- [Assigned task 1]:
In one to three sentences, explain what the HireFinch write-up credits for the interviewer's reliability and for its safety.
- [Assigned task 2]:
Carry the HireFinch write-up forward from its last sentence.

- [Document text]:
HireFinch — rubric-grounded voice interviewing at production SLOs

Role: CTO & Lead Architect · Scope: realtime voice (OpenAI⇄Gemini⇄TTS), ATS/email, eval harness.

We built an agentic voice interviewer that maps to job-specific rubrics; every score cites the transcript span and rubric level, and managers receive an executive summary in minutes. Reliability comes from a provider-agnostic inference layer with circuit breakers and multi-model failover; safety from evidence-grounded scoring, proctoring, and audit-logged diffs when managers refine rubrics.

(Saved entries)

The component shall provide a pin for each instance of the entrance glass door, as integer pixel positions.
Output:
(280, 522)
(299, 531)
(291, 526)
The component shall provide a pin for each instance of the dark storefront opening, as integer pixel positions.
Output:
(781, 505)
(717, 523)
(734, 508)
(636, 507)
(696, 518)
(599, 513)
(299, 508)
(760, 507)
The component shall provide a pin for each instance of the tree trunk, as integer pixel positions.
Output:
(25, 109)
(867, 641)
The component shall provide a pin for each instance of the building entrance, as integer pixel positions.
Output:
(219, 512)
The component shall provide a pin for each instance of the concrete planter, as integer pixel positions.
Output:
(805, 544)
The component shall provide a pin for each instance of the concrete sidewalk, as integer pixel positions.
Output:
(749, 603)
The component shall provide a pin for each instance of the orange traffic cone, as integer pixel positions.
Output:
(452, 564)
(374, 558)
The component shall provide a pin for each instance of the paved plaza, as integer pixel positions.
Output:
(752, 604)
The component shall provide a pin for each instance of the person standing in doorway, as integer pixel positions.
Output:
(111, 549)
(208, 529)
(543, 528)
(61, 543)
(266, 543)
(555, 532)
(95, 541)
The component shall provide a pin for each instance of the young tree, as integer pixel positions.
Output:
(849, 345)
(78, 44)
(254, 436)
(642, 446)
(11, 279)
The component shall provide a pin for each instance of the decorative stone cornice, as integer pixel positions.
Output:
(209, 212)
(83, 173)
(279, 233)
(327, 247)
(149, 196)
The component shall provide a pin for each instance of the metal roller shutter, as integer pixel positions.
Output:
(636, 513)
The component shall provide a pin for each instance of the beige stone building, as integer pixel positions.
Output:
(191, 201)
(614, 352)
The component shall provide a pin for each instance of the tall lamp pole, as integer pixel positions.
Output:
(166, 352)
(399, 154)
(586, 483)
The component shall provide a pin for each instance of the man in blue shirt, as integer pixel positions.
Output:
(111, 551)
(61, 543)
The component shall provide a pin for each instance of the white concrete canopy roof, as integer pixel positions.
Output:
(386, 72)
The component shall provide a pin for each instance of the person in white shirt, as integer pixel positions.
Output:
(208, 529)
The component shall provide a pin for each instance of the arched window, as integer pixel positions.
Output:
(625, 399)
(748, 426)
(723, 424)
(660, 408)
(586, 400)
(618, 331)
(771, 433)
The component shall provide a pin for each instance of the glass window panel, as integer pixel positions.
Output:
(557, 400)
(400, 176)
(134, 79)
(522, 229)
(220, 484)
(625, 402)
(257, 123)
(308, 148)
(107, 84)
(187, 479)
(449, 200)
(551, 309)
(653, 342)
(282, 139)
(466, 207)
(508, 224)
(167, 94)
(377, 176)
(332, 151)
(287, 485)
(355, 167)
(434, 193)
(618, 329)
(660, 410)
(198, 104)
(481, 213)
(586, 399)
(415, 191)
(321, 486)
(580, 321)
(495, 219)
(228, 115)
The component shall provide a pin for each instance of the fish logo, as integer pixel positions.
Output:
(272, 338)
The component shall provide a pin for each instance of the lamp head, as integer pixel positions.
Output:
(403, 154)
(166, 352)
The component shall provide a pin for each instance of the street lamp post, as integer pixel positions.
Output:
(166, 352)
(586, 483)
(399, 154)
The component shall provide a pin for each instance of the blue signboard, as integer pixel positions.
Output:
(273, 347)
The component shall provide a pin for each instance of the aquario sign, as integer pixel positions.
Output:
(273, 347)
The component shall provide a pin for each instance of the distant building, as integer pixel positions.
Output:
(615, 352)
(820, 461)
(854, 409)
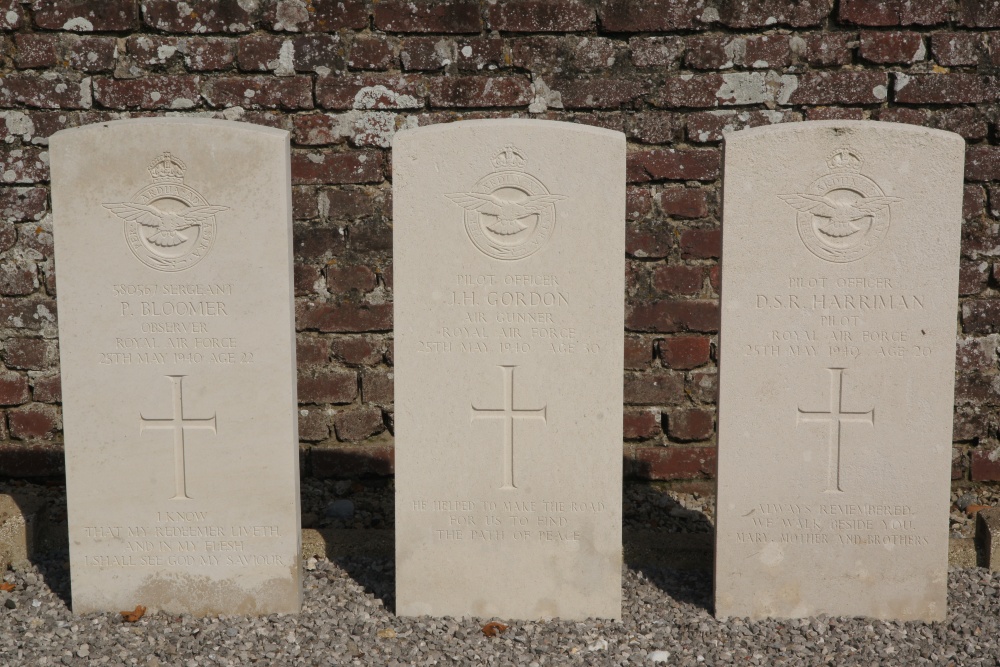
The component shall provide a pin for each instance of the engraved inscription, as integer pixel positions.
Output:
(835, 416)
(508, 413)
(509, 214)
(845, 215)
(177, 423)
(169, 226)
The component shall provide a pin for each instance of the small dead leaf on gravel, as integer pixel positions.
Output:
(494, 629)
(134, 615)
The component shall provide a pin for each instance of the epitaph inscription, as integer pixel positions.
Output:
(178, 366)
(508, 377)
(837, 351)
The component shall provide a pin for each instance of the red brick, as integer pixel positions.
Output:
(681, 202)
(370, 91)
(691, 424)
(34, 421)
(703, 386)
(352, 462)
(424, 54)
(328, 386)
(198, 16)
(641, 424)
(208, 54)
(956, 88)
(638, 203)
(654, 127)
(982, 163)
(47, 388)
(882, 13)
(973, 202)
(710, 52)
(260, 92)
(661, 52)
(685, 352)
(825, 49)
(672, 164)
(540, 16)
(955, 49)
(59, 92)
(610, 93)
(763, 13)
(665, 463)
(980, 316)
(985, 465)
(18, 278)
(151, 92)
(650, 15)
(972, 277)
(678, 280)
(377, 386)
(474, 91)
(345, 318)
(39, 49)
(312, 242)
(86, 15)
(312, 351)
(357, 350)
(370, 52)
(711, 126)
(344, 167)
(13, 388)
(348, 204)
(638, 352)
(358, 423)
(892, 47)
(647, 241)
(697, 91)
(834, 113)
(979, 14)
(669, 316)
(768, 51)
(341, 279)
(841, 88)
(91, 54)
(23, 165)
(34, 354)
(314, 424)
(422, 16)
(11, 16)
(30, 314)
(315, 15)
(654, 388)
(970, 122)
(976, 354)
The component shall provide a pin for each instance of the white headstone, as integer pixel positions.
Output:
(837, 368)
(173, 261)
(508, 255)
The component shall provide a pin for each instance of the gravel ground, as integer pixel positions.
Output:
(346, 620)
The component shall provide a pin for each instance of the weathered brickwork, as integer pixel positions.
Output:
(343, 75)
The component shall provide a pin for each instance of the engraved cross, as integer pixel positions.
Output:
(508, 413)
(177, 423)
(835, 416)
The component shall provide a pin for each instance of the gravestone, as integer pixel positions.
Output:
(176, 330)
(508, 260)
(837, 367)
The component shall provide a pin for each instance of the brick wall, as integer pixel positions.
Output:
(343, 75)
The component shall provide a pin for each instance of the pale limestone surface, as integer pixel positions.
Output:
(177, 343)
(509, 274)
(837, 366)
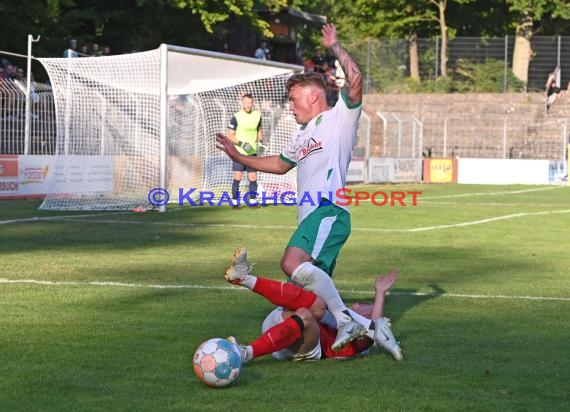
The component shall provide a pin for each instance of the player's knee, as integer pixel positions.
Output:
(305, 316)
(318, 308)
(292, 258)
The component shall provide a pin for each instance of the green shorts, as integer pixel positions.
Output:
(322, 234)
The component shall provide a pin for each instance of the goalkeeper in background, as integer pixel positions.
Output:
(245, 132)
(320, 150)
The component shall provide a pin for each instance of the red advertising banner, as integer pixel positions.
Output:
(8, 174)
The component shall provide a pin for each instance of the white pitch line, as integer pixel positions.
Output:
(505, 192)
(237, 288)
(357, 229)
(488, 220)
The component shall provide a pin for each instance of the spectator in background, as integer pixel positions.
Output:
(71, 51)
(262, 52)
(95, 50)
(20, 75)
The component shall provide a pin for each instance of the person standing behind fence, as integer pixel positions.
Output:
(245, 132)
(262, 52)
(71, 50)
(552, 89)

- [Your response 1]:
Reliability comes from a provider-agnostic inference layer with circuit breakers and multi-model failover. Safety comes from evidence-grounded scoring, proctoring, and audit-logged diffs when managers refine rubrics.

- [Your response 2]:
~96% Reduction in human screening per 100 roles
p95 ≤ 1.2s Realtime reply latency with failover
99.95% Availability SLO with error-budget guardrails

What changed

Before: ad-hoc early screening created load on recruiters and hiring managers. After: rubric-grounded voice interviews with evidence-cited scoring, manager summaries in minutes, and eval-gated releases. We run a provider-agnostic shim with circuit breakers and OpenAI⇄Gemini failover; realtime p95 ≤ 1.2 s; availability SLO 99.95%. Proctoring blends stylometry, latency profiles, and webcam snapshots (≤7-day retention), plus deepfake/TTS cues and reviewer queues.

Safeguards & evals

  • Bias controls & explainability: scores must reference evidence; PII prompts avoided; manager notes scrubbed pre-model.
  • Proctoring: stylometry, latency, and webcam snapshots cross-check identity; deepfake/TTS cues route to a reviewer queue; snapshots auto-delete within seven days.
  • Release gates: WER ≤8/15% (p50/p95), EOT ≤250 ms (p90), rubric-adherence F1 ≥0.85, PII leakage = 0 on the policy suite.

Eval harness snapshot

CoverageWER p50/p95, EOT p90, rubric F1, PII leakage, cost per hire, transcript audit trail.
AutomationGitHub Actions triggers nightly evals; failures open PagerDuty tasks with failing spans attached.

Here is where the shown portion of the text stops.